> _EXERCISE TASK_
Print each of the entries exactly, leaving nothing out.

> _PROVIDED DATA_
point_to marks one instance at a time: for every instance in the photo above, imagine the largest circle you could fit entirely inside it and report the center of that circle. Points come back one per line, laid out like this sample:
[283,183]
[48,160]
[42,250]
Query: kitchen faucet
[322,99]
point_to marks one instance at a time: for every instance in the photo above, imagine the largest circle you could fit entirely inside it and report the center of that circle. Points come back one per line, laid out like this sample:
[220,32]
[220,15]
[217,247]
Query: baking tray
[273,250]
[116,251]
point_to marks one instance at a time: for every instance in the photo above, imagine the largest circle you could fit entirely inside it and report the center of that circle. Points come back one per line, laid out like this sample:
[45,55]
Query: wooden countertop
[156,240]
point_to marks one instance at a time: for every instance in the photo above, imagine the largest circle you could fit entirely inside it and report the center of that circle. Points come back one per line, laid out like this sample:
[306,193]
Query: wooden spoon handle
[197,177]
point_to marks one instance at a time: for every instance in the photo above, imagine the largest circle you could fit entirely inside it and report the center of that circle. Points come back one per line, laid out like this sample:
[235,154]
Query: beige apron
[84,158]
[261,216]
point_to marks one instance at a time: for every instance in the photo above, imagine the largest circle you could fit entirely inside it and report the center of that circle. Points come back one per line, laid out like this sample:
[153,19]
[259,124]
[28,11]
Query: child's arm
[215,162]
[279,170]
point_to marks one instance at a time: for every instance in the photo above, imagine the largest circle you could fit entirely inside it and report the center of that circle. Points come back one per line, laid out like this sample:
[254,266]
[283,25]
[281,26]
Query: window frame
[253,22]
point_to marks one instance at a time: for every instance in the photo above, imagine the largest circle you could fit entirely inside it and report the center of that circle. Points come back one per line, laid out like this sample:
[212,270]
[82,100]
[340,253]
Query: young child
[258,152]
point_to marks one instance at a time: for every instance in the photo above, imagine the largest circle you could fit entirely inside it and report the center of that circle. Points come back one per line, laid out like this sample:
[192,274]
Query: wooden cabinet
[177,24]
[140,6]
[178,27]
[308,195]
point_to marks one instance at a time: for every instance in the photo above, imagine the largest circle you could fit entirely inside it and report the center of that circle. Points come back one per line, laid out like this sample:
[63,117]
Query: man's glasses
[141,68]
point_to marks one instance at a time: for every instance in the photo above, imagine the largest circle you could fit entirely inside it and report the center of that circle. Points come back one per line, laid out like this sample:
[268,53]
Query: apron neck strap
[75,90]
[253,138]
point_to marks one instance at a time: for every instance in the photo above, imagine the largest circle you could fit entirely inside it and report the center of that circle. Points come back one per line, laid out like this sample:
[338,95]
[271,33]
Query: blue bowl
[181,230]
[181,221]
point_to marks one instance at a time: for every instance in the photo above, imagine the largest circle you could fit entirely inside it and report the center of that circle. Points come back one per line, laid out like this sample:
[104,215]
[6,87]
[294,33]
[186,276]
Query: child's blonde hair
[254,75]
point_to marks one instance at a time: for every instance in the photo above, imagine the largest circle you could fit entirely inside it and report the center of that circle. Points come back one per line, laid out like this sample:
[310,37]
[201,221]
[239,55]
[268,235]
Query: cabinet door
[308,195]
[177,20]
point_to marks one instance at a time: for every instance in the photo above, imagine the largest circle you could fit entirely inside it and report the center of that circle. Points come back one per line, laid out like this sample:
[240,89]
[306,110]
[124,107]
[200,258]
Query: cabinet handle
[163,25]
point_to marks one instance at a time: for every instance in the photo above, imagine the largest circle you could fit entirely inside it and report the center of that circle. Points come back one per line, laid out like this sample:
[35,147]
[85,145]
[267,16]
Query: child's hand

> _WRITTEN SOLUTION_
point_to marks one instance at a time: for every instance in the photo above, imagine the largest circle you could fit entirely inside it and report the center of that circle. Points come back one per line, laid out like this sample:
[283,183]
[48,160]
[42,250]
Query: kitchen faucet
[322,99]
point_to marks one instance at a time: for every instance in the photo above, imagine the largest circle you could fit entirely inside it and report the center of that circle. Points come back one per line, laid out like this sample:
[220,32]
[220,15]
[217,247]
Query: baking tray
[273,250]
[116,251]
point_to marks one instance at a time: for every instance in the photo above, imagine the largest circle you could fit entirely inside it and report the center of that circle. Points come back one per line, laid out like this sample:
[45,55]
Query: wooden countertop
[156,240]
point_to marks one instance at a time: for every instance in the photo above, imagine the largest circle you could fit entirely inside it and report the center of that circle. Points come back one per line, laid out like this sample:
[306,193]
Query: wooden spoon handle
[197,177]
point_to marks one instance at a time: for every instance in the photo above, imagine the largest circle you could fit entirely inside it and report the center of that circle. Points come back one per line, laid out like this sample:
[235,154]
Query: beige apron
[84,158]
[261,216]
point_to marks one instance at a time: for every instance in the photo above, imagine the largest circle you could fit entirely inside it and report the center of that circle. Points come back one per line, laid out like this sample:
[153,19]
[259,124]
[28,11]
Query: child's arm
[215,162]
[279,170]
point_to marks one instance at a time: for every instance in the photo above, imagine the largest circle you could fit entirely inside it and report the center of that circle. Points come back one per line, laid out like this sample:
[254,266]
[283,25]
[281,26]
Query: window frame
[253,22]
point_to marks one instance at a time: for every instance in the photo above, imagine the largest circle you could fit entirely inside it and report the center of that circle. Points come back one per line, laid out like this sample:
[212,270]
[82,100]
[340,253]
Query: young child
[258,152]
point_to marks one instance at a time: for every instance in the photo above, imagine the largest circle you could fit entirely inside it and report the center of that circle. Points come back one per line, laid out like this sample:
[192,274]
Query: wooden cabinet
[177,24]
[140,6]
[178,27]
[308,195]
point_to marks one instance at a time: for every instance in the photo above, imagine the largest circle you could fit entirely inside it and report the center of that circle. Points come back one per line, laid out like this sample:
[63,117]
Query: man's glasses
[141,68]
point_to marks one instance at a time: for every instance in the photo above, imagine the largest circle you could fit entirely inside it and report the center of that circle. Points come back one per line, laid out like this sample:
[268,53]
Query: apron neck strap
[75,90]
[253,138]
point_to marks one instance at a time: for every instance in the photo above, imagine the largest circle you could fit entirely inside it and report the center of that circle. Points come back one per line, laid out like this sample:
[338,95]
[271,33]
Query: blue bowl
[181,230]
[181,221]
point_to marks one instance at a time: for every instance in the photo above, imagine the largest circle you could fit entirely inside it and report the center of that circle. Points come back one per line, laid out like this sample:
[104,215]
[6,87]
[294,33]
[186,276]
Query: child's blonde hair
[254,75]
point_to marks one instance at a time: for every instance in the photo above, imagine the largest circle you could fit entirely inside it and report the center of that circle. Points come back one per line, laid out like this sample:
[310,37]
[201,221]
[239,55]
[268,235]
Query: cabinet door
[308,195]
[177,20]
point_to marks one instance at a time: for every instance in the photo above, imagine the largest circle you could fit entirely inside it and report the center of that circle. Points come back one per line, laid out like this sample:
[240,89]
[306,110]
[124,107]
[200,258]
Query: cabinet handle
[163,25]
point_to marks one instance at a time: for every instance in the photo above, imagine the largest circle you could fit entirely inside it and report the center of that circle. Points come back one per line, laid out like this sample:
[35,147]
[85,145]
[267,16]
Query: child's hand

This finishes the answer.